▼

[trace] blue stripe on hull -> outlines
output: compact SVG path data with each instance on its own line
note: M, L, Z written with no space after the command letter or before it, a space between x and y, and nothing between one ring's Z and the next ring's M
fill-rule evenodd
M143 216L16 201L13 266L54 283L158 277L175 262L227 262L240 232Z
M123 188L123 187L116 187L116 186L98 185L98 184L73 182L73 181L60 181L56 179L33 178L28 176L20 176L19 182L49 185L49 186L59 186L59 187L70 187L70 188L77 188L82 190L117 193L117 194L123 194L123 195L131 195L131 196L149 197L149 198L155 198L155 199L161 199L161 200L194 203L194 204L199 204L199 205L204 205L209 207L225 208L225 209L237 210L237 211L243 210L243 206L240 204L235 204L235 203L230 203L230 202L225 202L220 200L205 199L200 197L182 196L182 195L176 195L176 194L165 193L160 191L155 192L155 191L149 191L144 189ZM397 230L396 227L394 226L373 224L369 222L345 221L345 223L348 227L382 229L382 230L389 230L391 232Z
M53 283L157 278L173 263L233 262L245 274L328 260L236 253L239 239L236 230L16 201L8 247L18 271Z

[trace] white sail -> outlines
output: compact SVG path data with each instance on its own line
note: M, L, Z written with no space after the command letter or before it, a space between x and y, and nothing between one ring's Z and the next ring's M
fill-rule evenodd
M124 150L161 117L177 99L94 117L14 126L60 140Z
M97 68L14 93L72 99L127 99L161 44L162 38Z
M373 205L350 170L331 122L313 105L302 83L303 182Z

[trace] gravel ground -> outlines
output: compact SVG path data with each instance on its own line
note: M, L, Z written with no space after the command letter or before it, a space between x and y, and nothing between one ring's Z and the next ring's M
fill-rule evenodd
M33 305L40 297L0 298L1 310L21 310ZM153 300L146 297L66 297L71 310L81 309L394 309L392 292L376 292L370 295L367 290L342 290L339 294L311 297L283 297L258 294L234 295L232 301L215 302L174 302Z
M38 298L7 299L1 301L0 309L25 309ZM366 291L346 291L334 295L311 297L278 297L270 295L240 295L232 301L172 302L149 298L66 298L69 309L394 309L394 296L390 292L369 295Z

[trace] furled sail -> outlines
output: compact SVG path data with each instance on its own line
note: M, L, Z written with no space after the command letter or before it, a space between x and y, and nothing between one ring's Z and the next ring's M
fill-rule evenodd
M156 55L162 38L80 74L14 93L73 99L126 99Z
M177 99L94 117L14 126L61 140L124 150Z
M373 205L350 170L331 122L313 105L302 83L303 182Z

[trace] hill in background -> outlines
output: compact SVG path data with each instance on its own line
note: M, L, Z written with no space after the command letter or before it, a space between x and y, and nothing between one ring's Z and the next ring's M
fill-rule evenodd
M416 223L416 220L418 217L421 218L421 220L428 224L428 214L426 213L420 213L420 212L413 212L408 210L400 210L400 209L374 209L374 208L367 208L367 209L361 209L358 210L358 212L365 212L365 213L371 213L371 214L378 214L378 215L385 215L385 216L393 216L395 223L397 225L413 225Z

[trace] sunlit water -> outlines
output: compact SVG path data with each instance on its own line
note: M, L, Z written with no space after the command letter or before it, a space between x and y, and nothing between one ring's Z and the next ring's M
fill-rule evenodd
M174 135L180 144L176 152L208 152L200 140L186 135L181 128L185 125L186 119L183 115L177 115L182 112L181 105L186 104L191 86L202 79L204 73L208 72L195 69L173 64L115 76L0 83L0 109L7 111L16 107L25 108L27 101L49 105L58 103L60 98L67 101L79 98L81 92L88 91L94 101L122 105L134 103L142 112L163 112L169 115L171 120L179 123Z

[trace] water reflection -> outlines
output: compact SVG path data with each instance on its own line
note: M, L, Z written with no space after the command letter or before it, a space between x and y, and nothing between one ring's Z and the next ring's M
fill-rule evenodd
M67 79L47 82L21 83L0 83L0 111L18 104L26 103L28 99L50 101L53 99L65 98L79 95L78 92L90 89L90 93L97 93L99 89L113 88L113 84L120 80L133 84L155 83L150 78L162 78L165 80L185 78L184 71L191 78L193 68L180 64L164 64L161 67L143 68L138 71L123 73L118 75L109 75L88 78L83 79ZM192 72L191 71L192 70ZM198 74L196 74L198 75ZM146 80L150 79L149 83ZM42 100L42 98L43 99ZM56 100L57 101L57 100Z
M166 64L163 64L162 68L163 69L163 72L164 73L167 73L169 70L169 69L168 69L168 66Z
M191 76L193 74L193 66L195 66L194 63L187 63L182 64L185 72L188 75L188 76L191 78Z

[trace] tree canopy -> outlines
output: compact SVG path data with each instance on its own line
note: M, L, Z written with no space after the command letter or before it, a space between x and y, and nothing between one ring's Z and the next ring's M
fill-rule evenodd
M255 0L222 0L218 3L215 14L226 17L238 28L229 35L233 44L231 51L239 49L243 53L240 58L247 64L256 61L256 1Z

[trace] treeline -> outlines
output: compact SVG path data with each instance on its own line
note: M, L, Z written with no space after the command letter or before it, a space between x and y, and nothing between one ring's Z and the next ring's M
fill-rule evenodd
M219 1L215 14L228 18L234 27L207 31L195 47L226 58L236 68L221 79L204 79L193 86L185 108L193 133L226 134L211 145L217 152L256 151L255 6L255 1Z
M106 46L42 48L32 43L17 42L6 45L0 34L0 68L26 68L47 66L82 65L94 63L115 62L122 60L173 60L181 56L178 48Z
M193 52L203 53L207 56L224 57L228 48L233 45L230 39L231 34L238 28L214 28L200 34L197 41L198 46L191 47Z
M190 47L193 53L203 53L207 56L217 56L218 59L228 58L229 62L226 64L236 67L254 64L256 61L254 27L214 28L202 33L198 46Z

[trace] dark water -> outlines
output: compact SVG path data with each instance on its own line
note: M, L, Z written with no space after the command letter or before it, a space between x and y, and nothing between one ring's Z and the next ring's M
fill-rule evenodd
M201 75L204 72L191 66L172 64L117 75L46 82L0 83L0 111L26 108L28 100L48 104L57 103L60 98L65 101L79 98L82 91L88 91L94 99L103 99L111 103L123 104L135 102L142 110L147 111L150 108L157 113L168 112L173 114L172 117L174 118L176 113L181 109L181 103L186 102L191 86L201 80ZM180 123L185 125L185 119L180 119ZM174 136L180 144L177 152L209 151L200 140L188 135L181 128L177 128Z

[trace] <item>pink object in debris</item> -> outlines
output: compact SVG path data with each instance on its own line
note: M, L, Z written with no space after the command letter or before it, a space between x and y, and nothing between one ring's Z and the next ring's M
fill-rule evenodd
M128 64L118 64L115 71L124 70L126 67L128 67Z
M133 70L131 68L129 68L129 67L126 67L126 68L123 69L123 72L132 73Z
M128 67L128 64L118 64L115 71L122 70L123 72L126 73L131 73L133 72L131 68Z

▲

SET EXERCISE: Pull out every line above that contains the word "water", and treat uppercase and lowercase as different.

RESULT OF THE TASK:
[trace] sunlit water -> outlines
[trace] water reflection -> outlines
[trace] dark water -> outlines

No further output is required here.